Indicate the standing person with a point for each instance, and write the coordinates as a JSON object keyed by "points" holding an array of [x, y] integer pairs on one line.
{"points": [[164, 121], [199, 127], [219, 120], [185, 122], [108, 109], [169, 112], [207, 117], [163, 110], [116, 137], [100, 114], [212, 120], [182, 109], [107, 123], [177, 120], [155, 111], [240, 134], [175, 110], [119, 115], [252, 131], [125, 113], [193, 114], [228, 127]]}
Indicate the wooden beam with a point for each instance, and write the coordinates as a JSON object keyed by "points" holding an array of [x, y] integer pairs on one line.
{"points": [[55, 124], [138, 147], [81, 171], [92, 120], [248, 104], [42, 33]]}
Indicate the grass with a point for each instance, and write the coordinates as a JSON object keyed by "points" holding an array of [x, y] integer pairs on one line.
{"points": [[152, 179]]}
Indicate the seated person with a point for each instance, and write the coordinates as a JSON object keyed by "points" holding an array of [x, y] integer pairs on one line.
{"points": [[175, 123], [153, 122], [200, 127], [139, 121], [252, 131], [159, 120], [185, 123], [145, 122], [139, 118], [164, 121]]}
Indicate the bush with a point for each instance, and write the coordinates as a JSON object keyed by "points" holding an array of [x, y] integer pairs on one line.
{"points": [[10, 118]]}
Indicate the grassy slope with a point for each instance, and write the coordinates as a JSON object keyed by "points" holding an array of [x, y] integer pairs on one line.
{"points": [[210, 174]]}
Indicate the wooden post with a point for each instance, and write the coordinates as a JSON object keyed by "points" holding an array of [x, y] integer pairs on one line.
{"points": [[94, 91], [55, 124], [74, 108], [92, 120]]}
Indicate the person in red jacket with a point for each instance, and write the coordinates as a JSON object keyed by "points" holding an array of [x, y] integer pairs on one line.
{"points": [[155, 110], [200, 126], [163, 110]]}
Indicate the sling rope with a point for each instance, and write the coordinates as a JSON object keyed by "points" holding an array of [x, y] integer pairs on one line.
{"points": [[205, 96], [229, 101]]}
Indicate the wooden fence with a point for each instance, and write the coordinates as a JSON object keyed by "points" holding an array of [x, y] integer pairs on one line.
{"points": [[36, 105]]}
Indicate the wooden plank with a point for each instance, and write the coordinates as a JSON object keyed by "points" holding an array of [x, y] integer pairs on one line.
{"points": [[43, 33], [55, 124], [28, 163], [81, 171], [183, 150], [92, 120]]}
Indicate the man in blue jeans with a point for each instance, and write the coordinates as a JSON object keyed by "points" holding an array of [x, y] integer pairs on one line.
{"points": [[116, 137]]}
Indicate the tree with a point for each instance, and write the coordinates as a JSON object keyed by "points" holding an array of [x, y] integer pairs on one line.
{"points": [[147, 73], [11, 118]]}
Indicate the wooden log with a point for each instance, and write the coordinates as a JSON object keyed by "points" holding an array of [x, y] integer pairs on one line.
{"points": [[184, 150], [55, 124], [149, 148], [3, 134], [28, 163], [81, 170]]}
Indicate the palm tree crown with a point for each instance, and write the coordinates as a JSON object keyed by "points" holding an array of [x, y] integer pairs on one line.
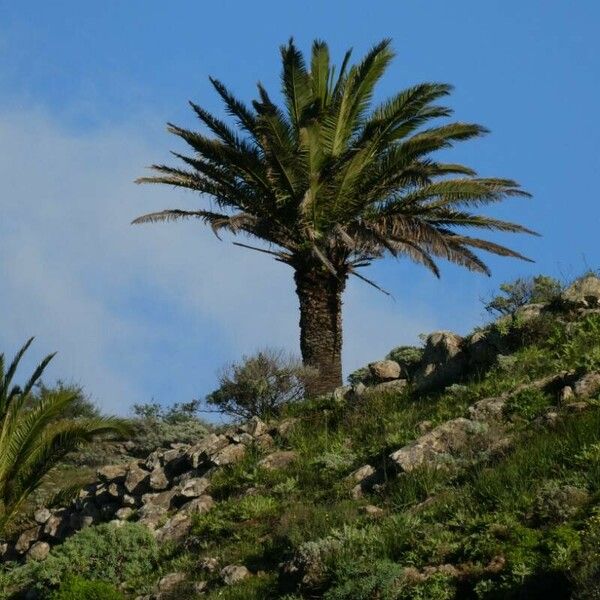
{"points": [[330, 182]]}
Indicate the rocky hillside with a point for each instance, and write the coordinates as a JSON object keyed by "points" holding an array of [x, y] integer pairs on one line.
{"points": [[469, 468]]}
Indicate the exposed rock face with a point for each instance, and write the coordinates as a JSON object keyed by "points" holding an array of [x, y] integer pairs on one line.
{"points": [[437, 446], [278, 460], [232, 574], [384, 370], [443, 361], [584, 293]]}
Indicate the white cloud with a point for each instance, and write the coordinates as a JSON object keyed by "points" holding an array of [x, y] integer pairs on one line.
{"points": [[115, 300]]}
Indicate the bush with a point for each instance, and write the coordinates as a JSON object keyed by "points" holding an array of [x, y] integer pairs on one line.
{"points": [[78, 588], [540, 289], [158, 427], [260, 385], [112, 554]]}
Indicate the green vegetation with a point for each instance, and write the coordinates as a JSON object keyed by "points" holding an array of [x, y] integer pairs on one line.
{"points": [[35, 436], [331, 183], [260, 385]]}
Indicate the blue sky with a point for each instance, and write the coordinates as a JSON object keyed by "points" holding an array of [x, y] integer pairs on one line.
{"points": [[152, 313]]}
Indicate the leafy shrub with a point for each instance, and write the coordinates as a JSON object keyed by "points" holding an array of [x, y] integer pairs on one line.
{"points": [[78, 588], [522, 291], [113, 554], [260, 385], [158, 427]]}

EXERCISE REQUIREMENTS: Give the entries again exactly, but skip every image.

RESULT OF THE EXERCISE:
Indicate the standing person with a point for each instance, and write the coordinates as a JSON object keyed by "points" holding an array of [x, y] integer pairs on one line.
{"points": [[164, 121], [199, 127], [219, 120], [185, 122], [108, 109], [169, 112], [207, 117], [163, 110], [116, 137], [100, 114], [212, 120], [182, 109], [107, 123], [177, 120], [155, 111], [240, 134], [175, 110], [119, 115], [252, 131], [125, 113], [193, 114], [228, 127]]}
Indicate the wooden beam with a point for each instance, and write the coordinates as a JSON object keyed by "points" holding an array of [x, y] integer pairs on one line.
{"points": [[55, 124], [138, 147], [81, 171], [92, 120], [248, 104], [42, 33]]}
Indicate the grass with a point for each instance, and write the coordinates as a JSON object keyed by "points" holding an array of [x, y] integer pairs on one line.
{"points": [[152, 179]]}
Indicate the seated person with a point for each instance, and write the coordinates as a JSON object keyed by "points" holding an array of [x, y] integer pairs on one line.
{"points": [[175, 123], [153, 122], [200, 127], [139, 121], [252, 131], [159, 120], [185, 123], [145, 122], [139, 118], [164, 121]]}
Indicate the bush with a point for each instance, and write the coordinates as a JSON object keyed by "points" holding an array of [x, y] integer pairs on one line.
{"points": [[10, 118]]}
Indicate the grassy slope with a point for each instance, and write the coordinates as a JSON object keyed by "points" holding an array of [x, y] integer pairs on one line.
{"points": [[210, 174]]}
Indicate the wooden post with a point for each instance, and write the coordinates as a JSON object keyed by "points" holding an array of [x, y] integer pairs on one line.
{"points": [[94, 91], [55, 124], [74, 108], [92, 120]]}
Indicate the person in red jacket with a point for each instance, and write the coordinates as a JSON object keyed by "points" holding an array of [x, y] integer pairs on one line.
{"points": [[155, 110], [200, 126], [163, 110]]}
Indicate the sling rope with a point for each instance, and write the coordinates as a JSON object keyed by "points" holding an array of [x, y] integer pairs on one line.
{"points": [[205, 96], [229, 101]]}
Indicate the wooden fence with a point for each instance, and write the coordinates as a JSON object keyed by "points" holding an array of [x, y] integer pairs on one line.
{"points": [[36, 105]]}
Indicate the wooden plank with a point for each instance, and write the coordinates as a JSON object keyed by "points" holding an array of [x, y] integer pairs on one line.
{"points": [[43, 33], [55, 124], [28, 163], [81, 171], [183, 150], [92, 120]]}
Indicate the man in blue jeans with a point for each instance, and write the coordinates as a JSON object keyed by "points" holding an array of [x, y] integer pairs on one line.
{"points": [[116, 137]]}
Indicate the tree with a point for each instance, and write the coordinates as a JSON object keyed by "points" holding an array of [x, y] integer pairs on one line.
{"points": [[147, 73], [11, 118]]}
Indicate the wooden log with a point for each instance, and write the coordinates as a JSON object keyed by "points" holding an array of [x, y] integer pairs on one line.
{"points": [[184, 150], [55, 124], [149, 148], [3, 134], [28, 163], [81, 170]]}
Indicate the palm tree crown with a point for each instance, and write the coordinates as a JSON object keyed by "points" holding an array of [x, y] integer pairs on one line.
{"points": [[330, 182]]}
Indicate the rocky hillside with a point for each instance, and write the coordinates as a JSON object keyed by "points" holding an array of [x, y] integer pairs on one line.
{"points": [[469, 468]]}
Indicate the exposed rock face with a point for each instance, and write the coordinates as a JSON object keyed by "points" holding an array of [x, y] integer pairs on one line.
{"points": [[437, 446], [278, 460], [232, 574], [384, 370], [443, 361], [584, 293]]}
Indicate the white cloud with a point for each instance, and write the coordinates as a JSON object keyed by "points" holding an array of [x, y] integer pairs on one line.
{"points": [[115, 300]]}
Indicate the bush with a point for each instance, and write the coordinates as a JSON object keyed by "points" holding an array of [x, y] integer pairs on one line.
{"points": [[78, 588], [540, 289], [158, 427], [260, 385], [112, 554]]}
Indicate the green vegetation with a point for each instance, and write the coordinates as a JSON object keyed by "points" holding an array of [x, y] integer pairs on one line.
{"points": [[35, 436], [331, 183], [260, 385]]}
Indicate the blue sky with a point for each instance, and write the coordinates as a JSON object keyed by "points" holding an array of [x, y] integer pairs on one line.
{"points": [[152, 313]]}
Indicate the leafy shrub with a point for each instance, and write the coordinates as a JSON object keyed by "points" holding an array of [x, y] integer pairs on one line.
{"points": [[78, 588], [522, 291], [113, 554], [260, 385], [158, 427]]}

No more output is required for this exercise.